» Records for this exercise
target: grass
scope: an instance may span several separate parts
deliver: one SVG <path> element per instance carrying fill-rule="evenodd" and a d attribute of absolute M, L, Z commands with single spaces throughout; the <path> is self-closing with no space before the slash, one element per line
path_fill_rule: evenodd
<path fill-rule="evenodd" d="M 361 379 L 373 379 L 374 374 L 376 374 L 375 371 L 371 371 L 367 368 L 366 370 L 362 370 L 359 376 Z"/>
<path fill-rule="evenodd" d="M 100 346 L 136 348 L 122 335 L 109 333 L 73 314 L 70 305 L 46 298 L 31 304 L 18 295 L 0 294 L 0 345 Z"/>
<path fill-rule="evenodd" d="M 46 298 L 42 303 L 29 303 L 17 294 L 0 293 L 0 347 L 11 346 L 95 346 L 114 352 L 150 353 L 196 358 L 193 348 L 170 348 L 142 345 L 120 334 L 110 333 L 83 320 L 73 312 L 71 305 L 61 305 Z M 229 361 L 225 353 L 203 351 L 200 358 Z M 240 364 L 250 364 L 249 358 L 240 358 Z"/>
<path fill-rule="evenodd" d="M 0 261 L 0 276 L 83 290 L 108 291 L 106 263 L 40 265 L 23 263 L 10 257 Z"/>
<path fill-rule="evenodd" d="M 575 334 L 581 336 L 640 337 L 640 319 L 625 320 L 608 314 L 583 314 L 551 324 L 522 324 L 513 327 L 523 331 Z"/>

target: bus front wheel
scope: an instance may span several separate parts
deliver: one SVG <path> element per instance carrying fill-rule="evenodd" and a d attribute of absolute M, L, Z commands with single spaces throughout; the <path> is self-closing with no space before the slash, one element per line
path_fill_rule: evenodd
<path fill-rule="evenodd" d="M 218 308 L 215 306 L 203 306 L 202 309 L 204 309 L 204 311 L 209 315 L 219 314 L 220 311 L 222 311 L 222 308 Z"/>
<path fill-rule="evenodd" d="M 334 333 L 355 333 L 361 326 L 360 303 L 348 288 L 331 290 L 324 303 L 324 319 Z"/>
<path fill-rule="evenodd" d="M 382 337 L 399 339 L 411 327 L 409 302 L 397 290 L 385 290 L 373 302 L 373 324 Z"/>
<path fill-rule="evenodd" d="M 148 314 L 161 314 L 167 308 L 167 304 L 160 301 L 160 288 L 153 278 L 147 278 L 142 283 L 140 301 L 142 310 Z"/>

» Activity
Retype the data in full, and keep every line identical to the original.

» Result of this exercise
target: grass
scope: an instance may span several separate parts
deliver: one SVG <path> element per instance carrying fill-rule="evenodd" and a d attribute of absolute M, L, Z commands with single spaces throughout; the <path> is self-closing with no space before the slash, one element per line
path_fill_rule: evenodd
<path fill-rule="evenodd" d="M 361 379 L 373 379 L 374 374 L 376 374 L 375 371 L 371 371 L 367 368 L 366 370 L 362 370 L 359 376 Z"/>
<path fill-rule="evenodd" d="M 100 346 L 136 348 L 122 335 L 109 333 L 73 314 L 70 305 L 46 298 L 31 304 L 18 295 L 0 294 L 0 345 Z"/>
<path fill-rule="evenodd" d="M 46 298 L 42 303 L 29 303 L 17 294 L 0 293 L 0 347 L 11 346 L 95 346 L 114 352 L 150 353 L 196 358 L 193 348 L 170 348 L 142 345 L 120 334 L 110 333 L 83 320 L 73 312 L 71 305 L 61 305 Z M 229 361 L 225 353 L 203 351 L 200 358 Z M 240 364 L 250 364 L 249 358 L 240 358 Z"/>
<path fill-rule="evenodd" d="M 0 261 L 0 276 L 83 290 L 108 291 L 106 263 L 40 265 L 23 263 L 10 257 Z"/>
<path fill-rule="evenodd" d="M 575 334 L 581 336 L 640 337 L 640 319 L 625 320 L 608 314 L 583 314 L 551 324 L 522 324 L 513 327 L 523 331 Z"/>

target: bus front wheel
scope: an instance may span several separate parts
deliver: one SVG <path> element per instance carrying fill-rule="evenodd" and a d attribute of absolute M, L, Z commands with single spaces throughout; the <path> is self-closing with no space before the slash, one element per line
path_fill_rule: evenodd
<path fill-rule="evenodd" d="M 218 308 L 215 306 L 203 306 L 202 309 L 204 309 L 204 311 L 209 315 L 219 314 L 220 311 L 222 311 L 222 308 Z"/>
<path fill-rule="evenodd" d="M 334 333 L 355 333 L 361 326 L 360 303 L 348 288 L 331 290 L 324 303 L 324 319 Z"/>
<path fill-rule="evenodd" d="M 382 337 L 399 339 L 411 327 L 409 302 L 397 290 L 385 290 L 373 302 L 373 324 Z"/>
<path fill-rule="evenodd" d="M 148 314 L 161 314 L 167 308 L 167 304 L 160 301 L 160 288 L 153 278 L 147 278 L 142 283 L 140 301 L 142 310 Z"/>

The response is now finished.